◆ **GIVEN PROBLEM**: Rewrite the part of the material that opens with the line containing "of the black" and closes with the line containing "75), (10, 58)]", changing "black sleeve" to "dark sleeve" and keeping everything else the same. Give only those lines, and omit the picture.

◆ **STORED RECORDS**:
+ + + + +

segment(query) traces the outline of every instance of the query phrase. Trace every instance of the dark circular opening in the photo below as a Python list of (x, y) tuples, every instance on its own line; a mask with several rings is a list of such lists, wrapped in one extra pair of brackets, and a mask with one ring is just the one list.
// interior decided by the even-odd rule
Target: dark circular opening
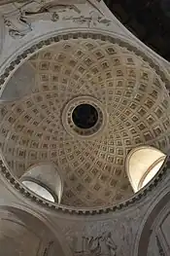
[(77, 106), (72, 114), (74, 124), (80, 128), (90, 128), (97, 123), (97, 110), (89, 104)]

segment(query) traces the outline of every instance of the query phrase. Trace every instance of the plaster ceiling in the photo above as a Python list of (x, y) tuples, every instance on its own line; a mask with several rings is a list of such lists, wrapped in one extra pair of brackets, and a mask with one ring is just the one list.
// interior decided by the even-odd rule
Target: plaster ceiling
[[(24, 83), (12, 77), (2, 98), (17, 94), (18, 100), (0, 105), (2, 153), (18, 178), (32, 165), (54, 162), (64, 180), (61, 203), (111, 205), (127, 199), (133, 194), (124, 169), (128, 152), (144, 144), (167, 151), (168, 93), (133, 52), (108, 41), (69, 39), (40, 51), (17, 72)], [(63, 125), (63, 109), (80, 96), (99, 101), (107, 115), (95, 136), (73, 135)]]

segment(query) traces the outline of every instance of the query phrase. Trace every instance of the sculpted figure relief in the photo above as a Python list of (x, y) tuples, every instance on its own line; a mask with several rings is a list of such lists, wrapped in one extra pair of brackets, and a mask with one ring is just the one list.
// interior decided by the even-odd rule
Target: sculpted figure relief
[(36, 20), (59, 19), (59, 13), (73, 10), (77, 14), (81, 10), (76, 4), (85, 4), (86, 0), (31, 0), (15, 2), (13, 12), (3, 16), (4, 24), (13, 38), (21, 38), (32, 31), (32, 22)]
[(117, 245), (111, 232), (103, 233), (101, 237), (83, 237), (82, 249), (75, 251), (76, 256), (117, 256)]

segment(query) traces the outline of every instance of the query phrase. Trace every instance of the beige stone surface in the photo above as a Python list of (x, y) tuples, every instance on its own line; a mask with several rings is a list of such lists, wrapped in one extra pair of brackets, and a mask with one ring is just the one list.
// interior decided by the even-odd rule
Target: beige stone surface
[[(127, 199), (128, 152), (143, 144), (164, 152), (169, 146), (170, 103), (160, 77), (134, 53), (93, 39), (58, 42), (28, 63), (34, 91), (1, 105), (1, 147), (11, 170), (19, 178), (34, 164), (54, 162), (64, 180), (64, 204), (111, 205)], [(80, 95), (97, 98), (109, 117), (91, 139), (70, 135), (62, 124), (62, 109)]]

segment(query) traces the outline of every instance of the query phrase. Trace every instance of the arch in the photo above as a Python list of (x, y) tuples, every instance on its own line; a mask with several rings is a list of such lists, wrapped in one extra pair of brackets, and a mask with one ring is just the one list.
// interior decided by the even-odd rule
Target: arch
[(164, 153), (150, 146), (141, 146), (130, 151), (125, 161), (125, 169), (135, 193), (153, 178), (165, 158)]
[(32, 214), (25, 209), (1, 205), (1, 255), (54, 256), (57, 252), (58, 255), (64, 256), (62, 243), (45, 221), (39, 219), (38, 214)]
[(39, 163), (30, 166), (20, 180), (25, 187), (38, 196), (60, 203), (63, 181), (53, 163)]
[(148, 255), (148, 248), (150, 243), (150, 238), (153, 234), (153, 229), (156, 221), (157, 216), (161, 214), (162, 209), (169, 204), (170, 191), (169, 188), (166, 191), (160, 193), (156, 203), (151, 205), (151, 208), (147, 215), (145, 216), (141, 228), (135, 238), (135, 244), (133, 249), (134, 256)]

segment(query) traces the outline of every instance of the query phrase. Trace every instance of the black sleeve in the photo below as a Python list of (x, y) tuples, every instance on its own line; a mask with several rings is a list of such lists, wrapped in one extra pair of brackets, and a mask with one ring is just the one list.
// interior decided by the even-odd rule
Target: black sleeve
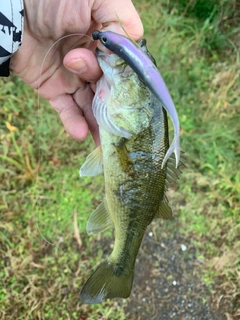
[(22, 43), (23, 23), (23, 0), (1, 0), (0, 77), (9, 75), (10, 58)]

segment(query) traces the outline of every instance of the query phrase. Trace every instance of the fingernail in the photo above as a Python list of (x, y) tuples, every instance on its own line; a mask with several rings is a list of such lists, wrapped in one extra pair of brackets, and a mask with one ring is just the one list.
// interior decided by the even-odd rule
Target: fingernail
[(73, 73), (82, 73), (87, 69), (86, 62), (82, 58), (71, 60), (66, 67)]

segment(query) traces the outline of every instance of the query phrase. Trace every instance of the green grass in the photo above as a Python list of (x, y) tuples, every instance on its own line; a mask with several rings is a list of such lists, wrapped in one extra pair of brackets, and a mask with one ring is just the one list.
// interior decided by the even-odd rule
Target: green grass
[[(203, 280), (210, 286), (218, 279), (237, 311), (240, 30), (234, 1), (212, 1), (203, 11), (194, 2), (161, 3), (136, 5), (181, 123), (187, 167), (171, 193), (175, 212), (208, 265)], [(102, 259), (99, 240), (108, 237), (85, 234), (103, 180), (79, 179), (91, 139), (68, 137), (55, 112), (41, 99), (39, 111), (37, 101), (19, 79), (0, 79), (0, 319), (125, 319), (124, 304), (92, 307), (78, 300), (89, 269)]]

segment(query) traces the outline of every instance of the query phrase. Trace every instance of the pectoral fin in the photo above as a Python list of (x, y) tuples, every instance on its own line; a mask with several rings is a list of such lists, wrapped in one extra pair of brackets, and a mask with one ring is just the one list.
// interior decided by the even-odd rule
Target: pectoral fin
[(88, 219), (86, 230), (88, 234), (95, 234), (106, 230), (111, 225), (112, 219), (108, 213), (106, 201), (103, 200)]
[(89, 154), (84, 164), (81, 166), (79, 175), (96, 176), (103, 171), (102, 148), (98, 146), (93, 152)]
[(173, 220), (172, 208), (169, 206), (167, 198), (164, 196), (160, 202), (158, 213), (155, 218), (162, 218), (165, 220)]

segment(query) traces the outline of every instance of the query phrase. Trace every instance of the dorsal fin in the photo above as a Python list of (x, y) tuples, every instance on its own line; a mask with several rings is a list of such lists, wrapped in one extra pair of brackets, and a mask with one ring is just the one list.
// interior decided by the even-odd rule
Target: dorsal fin
[(85, 176), (96, 176), (103, 171), (103, 158), (102, 148), (98, 146), (88, 156), (84, 164), (81, 166), (79, 175), (80, 177)]

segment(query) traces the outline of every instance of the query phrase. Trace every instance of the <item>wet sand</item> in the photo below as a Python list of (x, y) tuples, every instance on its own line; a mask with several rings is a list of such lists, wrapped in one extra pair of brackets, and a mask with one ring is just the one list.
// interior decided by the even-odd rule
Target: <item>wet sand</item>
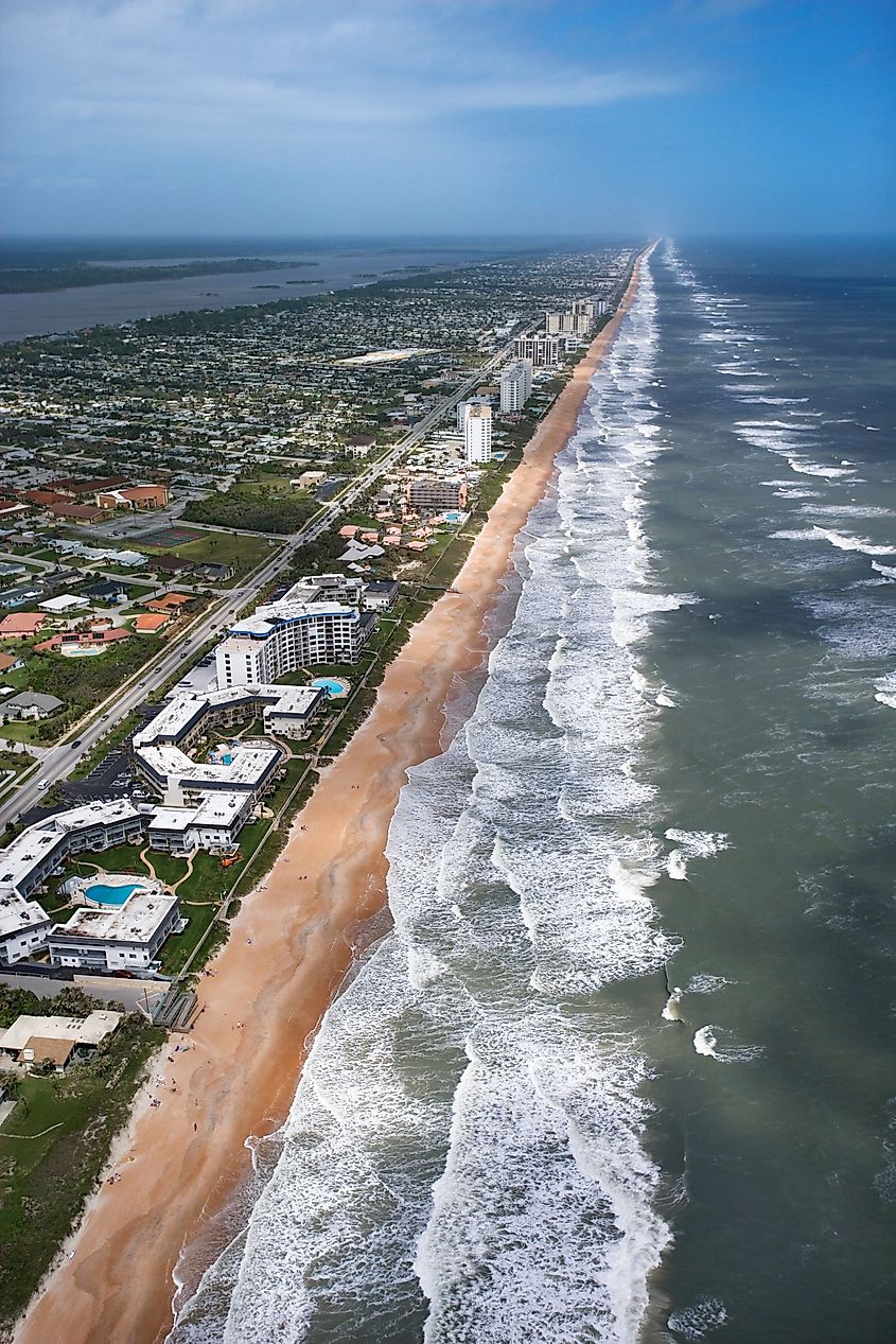
[[(629, 286), (626, 306), (637, 286)], [(271, 872), (243, 900), (201, 978), (193, 1031), (152, 1066), (149, 1093), (116, 1145), (121, 1179), (89, 1203), (16, 1331), (16, 1344), (157, 1344), (172, 1324), (173, 1270), (244, 1179), (246, 1137), (277, 1129), (308, 1044), (352, 961), (359, 926), (386, 902), (383, 849), (407, 769), (439, 751), (458, 675), (482, 667), (482, 626), (514, 539), (575, 430), (619, 317), (591, 344), (539, 426), (447, 593), (391, 663), (376, 704), (326, 769)], [(306, 828), (306, 829), (305, 829)], [(185, 1040), (189, 1050), (175, 1052)]]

+ + + + +

◆ **RESULT BELOW**:
segment(query) traces the outline of every instance of the query phrase. Trace every instance of the dark sleeve in the photo below as a Python list of (x, y) tuples, every instance on its own line; a mask with several rings is a list of such lists, wrapped in one extra pair of brackets, and a mask with one ring is just the one list.
// interior decided by the even-odd rule
Target: dark sleeve
[(22, 43), (23, 23), (23, 0), (1, 0), (0, 77), (9, 75), (10, 58)]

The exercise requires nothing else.